(Available records)
=====
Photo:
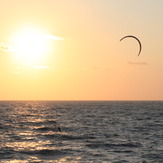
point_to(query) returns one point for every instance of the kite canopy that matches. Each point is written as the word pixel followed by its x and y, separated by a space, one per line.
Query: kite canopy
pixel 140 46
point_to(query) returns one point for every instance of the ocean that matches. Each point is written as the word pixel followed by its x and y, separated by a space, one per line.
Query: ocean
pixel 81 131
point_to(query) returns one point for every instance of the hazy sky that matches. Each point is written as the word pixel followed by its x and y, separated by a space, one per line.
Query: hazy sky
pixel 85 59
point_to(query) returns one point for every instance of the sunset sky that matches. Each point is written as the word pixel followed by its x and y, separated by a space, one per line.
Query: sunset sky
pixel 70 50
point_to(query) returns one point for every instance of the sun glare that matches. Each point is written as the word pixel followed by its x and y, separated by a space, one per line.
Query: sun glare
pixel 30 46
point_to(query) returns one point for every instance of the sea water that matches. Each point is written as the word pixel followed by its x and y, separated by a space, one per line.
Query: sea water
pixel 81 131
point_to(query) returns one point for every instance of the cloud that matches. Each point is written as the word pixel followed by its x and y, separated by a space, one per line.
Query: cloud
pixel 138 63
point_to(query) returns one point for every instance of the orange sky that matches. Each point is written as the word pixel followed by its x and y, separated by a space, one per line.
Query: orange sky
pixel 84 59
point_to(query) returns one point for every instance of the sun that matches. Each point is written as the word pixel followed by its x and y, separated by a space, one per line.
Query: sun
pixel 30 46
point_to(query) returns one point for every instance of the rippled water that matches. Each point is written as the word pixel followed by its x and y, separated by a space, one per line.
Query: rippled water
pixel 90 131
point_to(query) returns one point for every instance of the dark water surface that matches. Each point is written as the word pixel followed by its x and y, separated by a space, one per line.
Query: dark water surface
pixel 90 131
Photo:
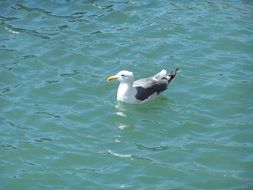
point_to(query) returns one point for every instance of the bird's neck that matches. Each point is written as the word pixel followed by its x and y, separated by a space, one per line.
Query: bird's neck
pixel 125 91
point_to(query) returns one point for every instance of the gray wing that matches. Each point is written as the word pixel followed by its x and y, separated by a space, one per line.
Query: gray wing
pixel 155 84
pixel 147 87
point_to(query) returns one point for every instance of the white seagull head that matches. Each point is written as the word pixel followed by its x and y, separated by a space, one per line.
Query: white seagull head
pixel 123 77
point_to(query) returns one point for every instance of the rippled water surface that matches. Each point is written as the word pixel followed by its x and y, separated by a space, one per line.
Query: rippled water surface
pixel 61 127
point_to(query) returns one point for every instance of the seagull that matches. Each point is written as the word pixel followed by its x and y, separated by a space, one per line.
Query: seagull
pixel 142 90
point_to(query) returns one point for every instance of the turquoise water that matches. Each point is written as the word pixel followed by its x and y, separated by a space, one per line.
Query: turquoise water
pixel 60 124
=====
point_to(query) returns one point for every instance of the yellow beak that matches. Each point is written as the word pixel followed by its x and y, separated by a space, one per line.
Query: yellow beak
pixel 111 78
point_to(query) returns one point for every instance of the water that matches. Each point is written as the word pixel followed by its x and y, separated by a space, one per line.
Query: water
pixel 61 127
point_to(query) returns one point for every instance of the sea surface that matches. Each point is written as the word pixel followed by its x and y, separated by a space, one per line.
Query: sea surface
=====
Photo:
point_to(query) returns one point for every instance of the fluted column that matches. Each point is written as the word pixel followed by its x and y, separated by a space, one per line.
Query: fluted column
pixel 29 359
=====
(The task) Start with the line above that contains "the sea surface" and end with the line that contains "Query: sea surface". Write out those lines exactly, and only those.

(Task solution)
point_to(query) returns one point for every instance of the sea surface that matches. Each point is written as the word pixel followed by its x and y, separated by a space, one per line.
Query: sea surface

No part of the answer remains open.